THE TASK :: Exact repetition of the data is the whole task.

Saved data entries
········
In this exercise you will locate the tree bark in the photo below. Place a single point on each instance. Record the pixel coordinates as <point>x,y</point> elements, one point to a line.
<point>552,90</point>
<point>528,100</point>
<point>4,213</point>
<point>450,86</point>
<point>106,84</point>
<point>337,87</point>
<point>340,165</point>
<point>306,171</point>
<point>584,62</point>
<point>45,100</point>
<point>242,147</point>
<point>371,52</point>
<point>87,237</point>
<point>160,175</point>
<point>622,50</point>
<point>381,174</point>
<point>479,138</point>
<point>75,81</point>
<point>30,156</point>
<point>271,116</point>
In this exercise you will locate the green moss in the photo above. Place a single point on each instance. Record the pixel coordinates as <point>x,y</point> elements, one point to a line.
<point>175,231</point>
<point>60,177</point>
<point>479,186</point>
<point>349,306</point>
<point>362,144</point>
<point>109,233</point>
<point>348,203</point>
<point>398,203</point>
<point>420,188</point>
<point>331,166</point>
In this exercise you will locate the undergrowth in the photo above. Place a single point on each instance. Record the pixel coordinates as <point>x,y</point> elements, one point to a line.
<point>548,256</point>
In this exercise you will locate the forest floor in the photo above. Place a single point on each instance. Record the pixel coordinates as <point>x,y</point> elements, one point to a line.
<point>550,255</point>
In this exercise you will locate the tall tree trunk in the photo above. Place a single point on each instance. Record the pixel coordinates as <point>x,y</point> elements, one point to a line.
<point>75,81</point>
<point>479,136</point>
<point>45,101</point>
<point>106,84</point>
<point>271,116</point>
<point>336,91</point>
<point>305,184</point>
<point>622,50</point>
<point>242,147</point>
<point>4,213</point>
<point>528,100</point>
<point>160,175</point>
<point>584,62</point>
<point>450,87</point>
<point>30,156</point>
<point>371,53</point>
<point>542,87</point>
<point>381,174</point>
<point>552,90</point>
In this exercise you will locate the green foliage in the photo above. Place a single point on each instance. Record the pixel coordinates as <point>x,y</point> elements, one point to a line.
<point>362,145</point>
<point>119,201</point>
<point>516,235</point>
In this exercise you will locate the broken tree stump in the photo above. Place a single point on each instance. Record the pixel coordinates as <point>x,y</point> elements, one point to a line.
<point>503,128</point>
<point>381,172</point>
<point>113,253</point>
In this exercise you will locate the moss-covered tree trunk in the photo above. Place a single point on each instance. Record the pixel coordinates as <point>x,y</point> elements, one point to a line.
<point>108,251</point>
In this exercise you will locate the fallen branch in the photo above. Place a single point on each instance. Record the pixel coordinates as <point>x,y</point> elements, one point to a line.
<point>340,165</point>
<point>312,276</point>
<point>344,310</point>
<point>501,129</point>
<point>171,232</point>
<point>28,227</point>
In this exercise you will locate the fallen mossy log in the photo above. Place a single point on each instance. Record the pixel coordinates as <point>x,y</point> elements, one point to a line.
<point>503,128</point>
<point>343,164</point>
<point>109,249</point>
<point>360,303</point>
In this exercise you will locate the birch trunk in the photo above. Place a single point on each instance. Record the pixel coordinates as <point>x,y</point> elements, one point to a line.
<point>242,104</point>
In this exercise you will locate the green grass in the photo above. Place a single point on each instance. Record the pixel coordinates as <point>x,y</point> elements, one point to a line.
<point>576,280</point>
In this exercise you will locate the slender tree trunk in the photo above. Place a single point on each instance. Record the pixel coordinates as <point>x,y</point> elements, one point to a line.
········
WRITTEN ANSWER ::
In this exercise you will locate the tree bark in the photo below. Place a single point on each instance. Record the pixel coordinates as <point>x,y</point> elements, one point to a line.
<point>552,90</point>
<point>528,100</point>
<point>4,213</point>
<point>450,86</point>
<point>106,84</point>
<point>337,87</point>
<point>340,165</point>
<point>306,171</point>
<point>584,62</point>
<point>45,100</point>
<point>242,147</point>
<point>371,52</point>
<point>87,237</point>
<point>160,175</point>
<point>622,50</point>
<point>381,174</point>
<point>479,138</point>
<point>75,81</point>
<point>30,156</point>
<point>271,116</point>
In this exercise you will locate the green moss in the photo above. Place a single point on each instance. Record the pixel coordinates as <point>x,y</point> elements, one point to a line.
<point>175,231</point>
<point>60,177</point>
<point>479,186</point>
<point>349,306</point>
<point>362,144</point>
<point>109,233</point>
<point>348,203</point>
<point>398,203</point>
<point>420,188</point>
<point>331,166</point>
In this exercise you will locate the undergrowth in the photo above. Place a single point on each instance. Record the pixel coordinates as <point>x,y</point> elements, one point to a line.
<point>548,256</point>
In this exercise you will locate the forest floor in the photo above. Place a single point on each instance. Record the pixel coordinates as <point>x,y</point> elements, one point to a line.
<point>550,255</point>
In this exercise you will locate the tall tree trunk in the photo above. Place a single point on each instance. Record the pixel coordinates as <point>x,y</point> elements, one point to a line.
<point>75,81</point>
<point>479,136</point>
<point>45,101</point>
<point>106,84</point>
<point>271,116</point>
<point>336,91</point>
<point>305,184</point>
<point>622,50</point>
<point>242,147</point>
<point>4,213</point>
<point>528,100</point>
<point>160,175</point>
<point>584,62</point>
<point>450,87</point>
<point>30,156</point>
<point>371,53</point>
<point>542,87</point>
<point>381,174</point>
<point>552,90</point>
In this exercise you will locate the green foliage in the photo above. Place a single point on each instance. Record the pixel coordinates as <point>x,y</point> elements, one point to a line.
<point>362,145</point>
<point>119,201</point>
<point>516,235</point>
In this exercise you will locate the broken tree stump in the photo above. Place a single point on each instance. Record the pixel coordinates as <point>x,y</point> elements, one point to a line.
<point>503,128</point>
<point>381,172</point>
<point>113,253</point>
In this exercise you will locate the moss-covered tree trunk in the photo above. Place a single point on each instance. Record the pixel coordinates as <point>x,y</point> elements, one point to a line.
<point>108,251</point>
In this exercise you will locate the fallen branch in the photo above. Place a single point on each instance. Record the pixel coordinates as <point>x,y</point> elements, one point to a line.
<point>340,165</point>
<point>312,276</point>
<point>344,310</point>
<point>501,129</point>
<point>171,232</point>
<point>28,227</point>
In this exercise you will locate the fallen mossy log in the photo above. Place a single point on each instance. Record the pixel coordinates as <point>x,y</point> elements, one point to a line.
<point>503,128</point>
<point>343,164</point>
<point>109,249</point>
<point>360,303</point>
In this exercise you will locate the birch trunk in the photo above. Place a single point on each instance. Record the pixel coordinates as <point>x,y</point> elements, one point to a line.
<point>242,104</point>
In this exercise you will locate the green grass in the photo above. Place a single point on each instance. Record the pixel coordinates as <point>x,y</point> elements, one point to a line.
<point>576,280</point>
In this exercise you will locate the slender tree trunk in the photo above. Place a single point on each instance. Record the pixel coordinates as <point>x,y</point> elements, one point to a line.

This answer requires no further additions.